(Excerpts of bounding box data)
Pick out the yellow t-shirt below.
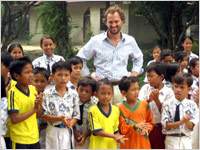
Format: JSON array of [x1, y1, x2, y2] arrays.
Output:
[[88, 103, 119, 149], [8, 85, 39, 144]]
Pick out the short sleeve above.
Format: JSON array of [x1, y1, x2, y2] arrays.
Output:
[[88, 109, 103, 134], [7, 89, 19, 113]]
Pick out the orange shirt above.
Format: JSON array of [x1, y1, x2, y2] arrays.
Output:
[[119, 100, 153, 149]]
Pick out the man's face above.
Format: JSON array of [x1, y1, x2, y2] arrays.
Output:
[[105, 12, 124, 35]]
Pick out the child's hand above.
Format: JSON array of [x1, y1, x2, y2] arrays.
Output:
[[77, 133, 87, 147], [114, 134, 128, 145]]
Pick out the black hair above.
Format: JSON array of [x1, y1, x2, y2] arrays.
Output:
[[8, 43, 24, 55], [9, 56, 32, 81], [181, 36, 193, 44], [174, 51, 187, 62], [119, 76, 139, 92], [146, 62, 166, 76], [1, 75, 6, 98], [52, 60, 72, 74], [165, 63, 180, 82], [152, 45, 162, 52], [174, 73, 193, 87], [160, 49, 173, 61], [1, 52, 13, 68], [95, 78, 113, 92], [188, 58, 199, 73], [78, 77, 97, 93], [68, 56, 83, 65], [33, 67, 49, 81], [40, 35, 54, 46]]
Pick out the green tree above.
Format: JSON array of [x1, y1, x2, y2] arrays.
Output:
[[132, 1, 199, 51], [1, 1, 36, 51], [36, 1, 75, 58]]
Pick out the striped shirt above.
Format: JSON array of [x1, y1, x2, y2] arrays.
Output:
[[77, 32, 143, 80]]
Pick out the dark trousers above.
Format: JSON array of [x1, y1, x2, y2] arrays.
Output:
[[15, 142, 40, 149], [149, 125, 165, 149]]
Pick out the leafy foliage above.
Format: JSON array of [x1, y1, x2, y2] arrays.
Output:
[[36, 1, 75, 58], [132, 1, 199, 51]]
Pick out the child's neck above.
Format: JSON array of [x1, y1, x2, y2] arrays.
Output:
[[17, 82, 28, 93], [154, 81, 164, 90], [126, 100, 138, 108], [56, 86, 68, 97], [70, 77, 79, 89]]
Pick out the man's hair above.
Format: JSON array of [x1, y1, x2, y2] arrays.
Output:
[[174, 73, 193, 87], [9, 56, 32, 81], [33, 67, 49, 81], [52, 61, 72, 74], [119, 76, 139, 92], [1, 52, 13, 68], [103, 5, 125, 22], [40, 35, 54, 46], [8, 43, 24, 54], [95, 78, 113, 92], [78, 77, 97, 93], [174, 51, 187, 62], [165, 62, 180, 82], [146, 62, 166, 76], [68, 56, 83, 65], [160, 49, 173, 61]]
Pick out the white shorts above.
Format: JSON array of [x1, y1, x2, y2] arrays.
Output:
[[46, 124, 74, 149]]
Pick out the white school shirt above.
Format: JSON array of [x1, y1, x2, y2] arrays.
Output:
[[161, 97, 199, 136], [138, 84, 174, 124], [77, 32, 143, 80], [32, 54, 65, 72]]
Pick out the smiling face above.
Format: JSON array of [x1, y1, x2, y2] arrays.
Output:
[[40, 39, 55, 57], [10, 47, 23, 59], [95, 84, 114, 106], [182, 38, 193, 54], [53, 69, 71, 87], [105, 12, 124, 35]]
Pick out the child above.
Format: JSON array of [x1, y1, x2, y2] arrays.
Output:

Work required: Rewrite the stretch of the data from the line containing "Pick out the child's neck above." through the line containing "49, 173, 61]]", keeping every line. Shift each bounding box coordinate in the output lists up by 123, and leave all other text unchanged.

Exercise output:
Pick out the child's neck above.
Format: JSON array of [x1, y1, x2, y2] arrays.
Output:
[[140, 205, 151, 216], [277, 204, 287, 213], [249, 223, 261, 231], [179, 209, 191, 220], [193, 200, 202, 212]]
Pick out the man's hair above.
Format: JSON array of [x1, y1, x2, y2] arrays.
Output:
[[297, 196, 316, 210], [132, 179, 155, 204], [156, 190, 172, 204], [175, 184, 195, 197], [242, 199, 262, 215], [124, 175, 136, 191], [226, 128, 248, 145], [163, 158, 177, 169], [131, 166, 147, 177], [218, 201, 236, 215], [201, 200, 220, 216], [297, 174, 310, 185], [288, 185, 303, 205], [269, 185, 289, 199], [191, 179, 206, 188], [283, 172, 296, 184]]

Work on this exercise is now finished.